— start Given passage —

New Orleans musicians share their favorite Christmas songs, from bounce to blues

NEW ORLEANS — When you think about music in New Orleans — you probably think of jazz or blues, or maybe funk and bounce.
Christmas carols? Not so much.

But many musicians in New Orleans have deep roots in the church.
Since it’s that time of year, Rosemary Westwood from member station WWNO asked a few of the city’s favorite musicians about the songs they like to listen to around Christmas.

John Boutte, jazz singer

John Boutte
John Boutte (Johan DeGrandes)

John Boutte’s singing career lifted off after a chance encounter with Stevie Wonder. “He told me I had a signature voice,” Boutte says. “And I was like, ‘What’s that?’ He says, ‘You sound like you — nobody else.'” Music was embedded in the city’s Treme neighborhood, where he was raised. During Christmas Eve Mass, he sometimes sang along toO Come All Ye Faithful.” But Boutte said Stevie Wonder’s “Someday at Christmas” best embodies the purpose and hope of the Christmas season. “One of these days, we’ll get it straight and we will have a really beautiful Christmas,” he said. “I don’t know if it’ll be this year.”

— end Given passage —
— start Supplied material —

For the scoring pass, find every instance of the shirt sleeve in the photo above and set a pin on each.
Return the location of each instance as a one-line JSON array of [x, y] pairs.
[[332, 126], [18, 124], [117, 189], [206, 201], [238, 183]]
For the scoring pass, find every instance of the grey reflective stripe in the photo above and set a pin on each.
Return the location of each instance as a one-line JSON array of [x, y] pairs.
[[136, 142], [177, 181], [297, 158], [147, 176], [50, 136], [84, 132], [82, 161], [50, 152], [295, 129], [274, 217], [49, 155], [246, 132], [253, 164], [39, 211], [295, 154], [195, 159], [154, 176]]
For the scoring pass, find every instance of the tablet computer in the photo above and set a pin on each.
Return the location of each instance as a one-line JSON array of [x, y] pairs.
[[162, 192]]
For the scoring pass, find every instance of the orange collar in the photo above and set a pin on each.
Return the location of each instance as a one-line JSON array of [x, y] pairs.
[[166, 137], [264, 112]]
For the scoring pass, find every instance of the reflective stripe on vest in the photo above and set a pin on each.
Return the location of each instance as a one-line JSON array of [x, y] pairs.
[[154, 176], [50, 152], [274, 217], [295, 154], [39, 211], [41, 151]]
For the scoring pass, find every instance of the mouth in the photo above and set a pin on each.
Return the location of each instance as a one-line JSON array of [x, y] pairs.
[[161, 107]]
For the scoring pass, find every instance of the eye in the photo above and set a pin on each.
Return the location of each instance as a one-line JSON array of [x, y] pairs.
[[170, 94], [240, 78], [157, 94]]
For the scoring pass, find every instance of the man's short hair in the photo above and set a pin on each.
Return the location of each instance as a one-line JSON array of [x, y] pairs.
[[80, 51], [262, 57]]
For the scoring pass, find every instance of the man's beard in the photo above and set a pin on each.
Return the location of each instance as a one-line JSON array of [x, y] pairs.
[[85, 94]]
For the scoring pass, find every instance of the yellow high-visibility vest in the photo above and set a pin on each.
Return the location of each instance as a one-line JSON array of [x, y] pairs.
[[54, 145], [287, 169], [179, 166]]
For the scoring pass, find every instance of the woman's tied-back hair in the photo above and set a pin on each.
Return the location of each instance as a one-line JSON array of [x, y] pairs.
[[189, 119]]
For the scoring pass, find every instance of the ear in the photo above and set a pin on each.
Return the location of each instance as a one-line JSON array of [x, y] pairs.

— end Supplied material —

→ **Task instructions**
Can you copy the passage from the New Orleans Christmas songs article above between "New Orleans musicians" and "funk and bounce.", inclusive?

→ **Final result**
New Orleans musicians share their favorite Christmas songs, from bounce to blues

NEW ORLEANS — When you think about music in New Orleans — you probably think of jazz or blues, or maybe funk and bounce.